## Quellenauszug:
---*---
Widerspruch aus der Marke UM 006 035 554
52
Zwischen der angegriffenen Marke und der Widerspruchsmarke UM 006 035 554 besteht entgegen der Auffassung der Markenstelle eine unmittelbare markenrechtliche Verwechslungsgefahr i. S. d. § 9 Abs. 1 Nr. 2 MarkenG.
53
Ob Verwechslungsgefahr vorliegt, ist nach der Rechtsprechung sowohl des Europäischen Gerichtshofes als auch des Bundesgerichtshofes unter Beachtung aller Umstände des Einzelfalls umfassend zu beurteilen (vgl. z. B. EuGH GRUR 2010, 1098, Nr. 44 – Calvin Klein/HABM; GRUR 2010, 933, Nr. 32 – BARBARA BECKER; GRUR 2011, 915, Nr. 45 – UNI; BGH GRUR 2012, 1040, Nr. 25 – pjur/ pure; GRUR 2012, 930, Nr. 22 – Bogner B/Barbie B; GRUR 2012, 64, Nr. 9 – Maalox/Melox-GRY; GRUR 2010, 235, Nr. 15 – AIDA/AIDU). Von maßgeblicher Bedeutung sind insoweit die Identität oder Ähnlichkeit der zum Vergleich stehenden Marken sowie der von diesen erfassten Waren (oder Dienstleistungen). Darüber hinaus ist die Kennzeichnungskraft der älteren Marke und – davon abhängig – der dieser im Einzelfall zukommende Schutzumfang in die Betrachtung mit einzubeziehen. Dabei impliziert der Begriff der Verwechslungsgefahr eine gewisse Wechselwirkung zwischen den genannten Faktoren (st. Rspr., z. B. BGH GRUR 2013, 833, Nr.30 – Culinaria/VillaCulinaria; GRUR 2012, 1040, Nr.25 – pjur/pure; GRUR 2012, 930, Nr. 22 – Bogner B/Barbie B; GRUR 2012, 64, Nr. 9 – Maalox/Melox-GRY; GRUR 2010, 1103, Nr. 37 – Pralinenform II; EuGH GRUR 2008, 343 Nr. 48 – Il Ponte Finanziaria Spa/HABM).
---*---
## Verfügbare Daten:
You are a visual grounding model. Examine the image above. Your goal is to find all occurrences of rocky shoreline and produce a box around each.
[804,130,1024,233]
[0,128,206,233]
---*---
## Erforderliche Schritte:
a - Welche Gesichtspunkte sind nach dem Quellenauszug bei der Beurteilung der Verwechslungsgefahr von maßgeblicher Bedeutung?
b - Geben Sie den Abschnitt des Quellenauszugs zwischen „Widerspruch aus der“ und „Nr. 2 MarkenG.“ aus, beide Stellen eingeschlossen.

## Lösungen zur Übung:
a - Maßgeblich sind die Identität oder Ähnlichkeit der zum Vergleich stehenden Marken sowie der von diesen erfassten Waren (oder Dienstleistungen).

b -
Widerspruch aus der Marke UM 006 035 554
52
Zwischen der angegriffenen Marke und der Widerspruchsmarke UM 006 035 554 besteht entgegen der Auffassung der Markenstelle eine unmittelbare markenrechtliche Verwechslungsgefahr i. S. d. § 9 Abs. 1 Nr. 2 MarkenG.